The problem: Extract the full news report on the postponed Bruins-Hurricanes playoff opener word for word.
## Start Document section
As the Boston Bruins watched from their locker room at Scotiabank Arena in Toronto, waiting for the previous game to end so they could take the ice, the players began rooting for someone — anyone — to score.
And to think: They said these Stanley Cup playoffs wouldn’t have fans.
“Players were waiting around, wondering what was happening, encouraging both teams to shoot, get it over with,” Bruins coach Bruce Cassidy said after Boston’s playoff opener against the Carolina Hurricanes was postponed because the previous game had run into a fifth overtime.
“It’s unique all around this year,” Cassidy said on a conference call from the team hotel. “But to play a game at 11 o’clock (p.m.), I think they made the right call.”
The Bruins and Hurricanes, who had been scheduled to face off at 8 p.m. Tuesday, will instead play Game 1 of their best-of-seven series at 11 a.m. Wednesday. The league announced the decision to postpone the game at 8:47 p.m., shortly after the Columbus Blue Jackets and Tampa Bay Lighting ended their fourth overtime, still tied 2-2, “due to the length of the Lightning-Blue Jackets game.”
## End Document section
## Start Excerpted data
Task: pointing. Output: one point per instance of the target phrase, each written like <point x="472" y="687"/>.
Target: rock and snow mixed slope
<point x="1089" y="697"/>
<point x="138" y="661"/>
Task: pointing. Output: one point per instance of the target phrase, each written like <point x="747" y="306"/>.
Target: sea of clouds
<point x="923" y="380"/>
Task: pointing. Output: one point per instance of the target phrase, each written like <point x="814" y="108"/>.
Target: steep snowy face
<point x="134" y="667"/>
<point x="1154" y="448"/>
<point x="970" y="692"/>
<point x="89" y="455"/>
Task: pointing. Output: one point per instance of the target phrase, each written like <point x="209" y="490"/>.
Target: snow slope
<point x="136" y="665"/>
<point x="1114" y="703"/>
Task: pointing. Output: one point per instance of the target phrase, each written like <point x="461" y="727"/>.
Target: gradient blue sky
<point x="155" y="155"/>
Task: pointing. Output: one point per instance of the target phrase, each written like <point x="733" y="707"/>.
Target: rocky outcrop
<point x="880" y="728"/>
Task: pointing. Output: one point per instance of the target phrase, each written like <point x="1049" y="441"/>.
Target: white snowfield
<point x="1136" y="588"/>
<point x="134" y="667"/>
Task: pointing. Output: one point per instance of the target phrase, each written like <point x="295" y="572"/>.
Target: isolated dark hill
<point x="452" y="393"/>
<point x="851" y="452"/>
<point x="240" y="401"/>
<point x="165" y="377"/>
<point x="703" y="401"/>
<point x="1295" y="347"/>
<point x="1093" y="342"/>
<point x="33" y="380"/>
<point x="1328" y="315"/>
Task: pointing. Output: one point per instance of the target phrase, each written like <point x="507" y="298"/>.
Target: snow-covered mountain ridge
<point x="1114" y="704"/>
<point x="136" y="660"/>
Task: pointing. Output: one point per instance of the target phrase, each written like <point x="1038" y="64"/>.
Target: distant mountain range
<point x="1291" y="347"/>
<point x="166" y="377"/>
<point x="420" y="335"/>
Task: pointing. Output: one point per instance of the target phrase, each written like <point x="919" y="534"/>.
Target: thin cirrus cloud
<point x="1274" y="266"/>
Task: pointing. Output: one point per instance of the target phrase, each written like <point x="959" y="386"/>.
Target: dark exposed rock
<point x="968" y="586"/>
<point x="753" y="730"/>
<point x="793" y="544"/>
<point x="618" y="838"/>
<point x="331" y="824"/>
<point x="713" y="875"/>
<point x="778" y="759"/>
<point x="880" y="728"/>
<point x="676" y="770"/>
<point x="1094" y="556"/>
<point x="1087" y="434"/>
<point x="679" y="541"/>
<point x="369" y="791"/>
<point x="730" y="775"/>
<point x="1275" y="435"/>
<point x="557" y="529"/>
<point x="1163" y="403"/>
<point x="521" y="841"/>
## End Excerpted data
Full response:
As the Boston Bruins watched from their locker room at Scotiabank Arena in Toronto, waiting for the previous game to end so they could take the ice, the players began rooting for someone — anyone — to score.
And to think: They said these Stanley Cup playoffs wouldn’t have fans.
“Players were waiting around, wondering what was happening, encouraging both teams to shoot, get it over with,” Bruins coach Bruce Cassidy said after Boston’s playoff opener against the Carolina Hurricanes was postponed because the previous game had run into a fifth overtime.
“It’s unique all around this year,” Cassidy said on a conference call from the team hotel. “But to play a game at 11 o’clock (p.m.), I think they made the right call.”
The Bruins and Hurricanes, who had been scheduled to face off at 8 p.m. Tuesday, will instead play Game 1 of their best-of-seven series at 11 a.m. Wednesday. The league announced the decision to postpone the game at 8:47 p.m., shortly after the Columbus Blue Jackets and Tampa Bay Lighting ended their fourth overtime, still tied 2-2, “due to the length of the Lightning-Blue Jackets game.”